### Written instruction
Rewrite everything from the start of the records down to the line containing "[(230, 174)]", with every line kept and each point coordinate in the answers raised by 20. Leave the pictures out.

─── Records to process

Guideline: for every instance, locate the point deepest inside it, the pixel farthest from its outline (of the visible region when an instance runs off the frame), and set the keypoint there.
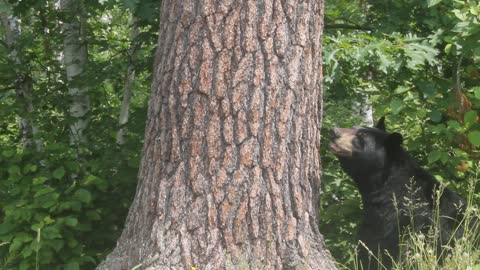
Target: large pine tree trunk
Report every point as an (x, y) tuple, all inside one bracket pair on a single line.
[(230, 174)]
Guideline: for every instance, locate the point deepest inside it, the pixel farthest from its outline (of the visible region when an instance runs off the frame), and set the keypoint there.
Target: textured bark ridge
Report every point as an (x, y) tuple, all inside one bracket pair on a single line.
[(231, 173)]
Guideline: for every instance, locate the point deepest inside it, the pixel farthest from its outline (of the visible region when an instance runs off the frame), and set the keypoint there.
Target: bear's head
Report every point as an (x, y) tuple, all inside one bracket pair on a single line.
[(364, 151)]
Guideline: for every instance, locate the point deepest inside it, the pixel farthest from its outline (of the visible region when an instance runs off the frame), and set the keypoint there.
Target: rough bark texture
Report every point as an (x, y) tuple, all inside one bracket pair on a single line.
[(230, 174), (75, 60)]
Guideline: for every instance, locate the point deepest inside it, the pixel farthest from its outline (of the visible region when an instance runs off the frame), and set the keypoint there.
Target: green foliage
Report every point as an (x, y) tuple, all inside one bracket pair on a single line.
[(62, 206), (418, 65)]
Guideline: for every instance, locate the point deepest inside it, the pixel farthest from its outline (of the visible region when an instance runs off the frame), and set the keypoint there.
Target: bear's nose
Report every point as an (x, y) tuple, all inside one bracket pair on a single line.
[(333, 134)]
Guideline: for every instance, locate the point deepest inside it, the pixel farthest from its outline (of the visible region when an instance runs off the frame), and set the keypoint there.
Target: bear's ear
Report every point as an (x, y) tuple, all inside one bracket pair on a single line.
[(393, 142), (381, 123)]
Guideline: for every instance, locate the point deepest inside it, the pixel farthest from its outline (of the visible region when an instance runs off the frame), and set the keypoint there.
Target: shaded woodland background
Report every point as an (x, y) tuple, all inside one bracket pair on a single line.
[(64, 197)]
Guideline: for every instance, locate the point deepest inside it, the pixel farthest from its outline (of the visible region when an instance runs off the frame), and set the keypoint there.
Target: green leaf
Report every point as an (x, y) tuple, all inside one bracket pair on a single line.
[(396, 105), (50, 232), (435, 116), (474, 137), (39, 180), (83, 195), (43, 191), (431, 3), (454, 125), (8, 153), (71, 221), (72, 266), (448, 48), (470, 118), (56, 244), (434, 156), (14, 170), (477, 92), (6, 228), (59, 173)]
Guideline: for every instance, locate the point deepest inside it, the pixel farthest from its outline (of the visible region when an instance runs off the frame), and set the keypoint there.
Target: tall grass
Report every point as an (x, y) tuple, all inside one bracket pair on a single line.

──────

### Answer to the task
Guideline: for every instance, locate the point deepest inside it, the pixel farthest from its outline (of the visible region when an instance runs off the frame), and set the keypoint there.
Target: large pine tree trunk
Report every point as an (x, y) tuple, all inside one bracket pair on a single line.
[(250, 194)]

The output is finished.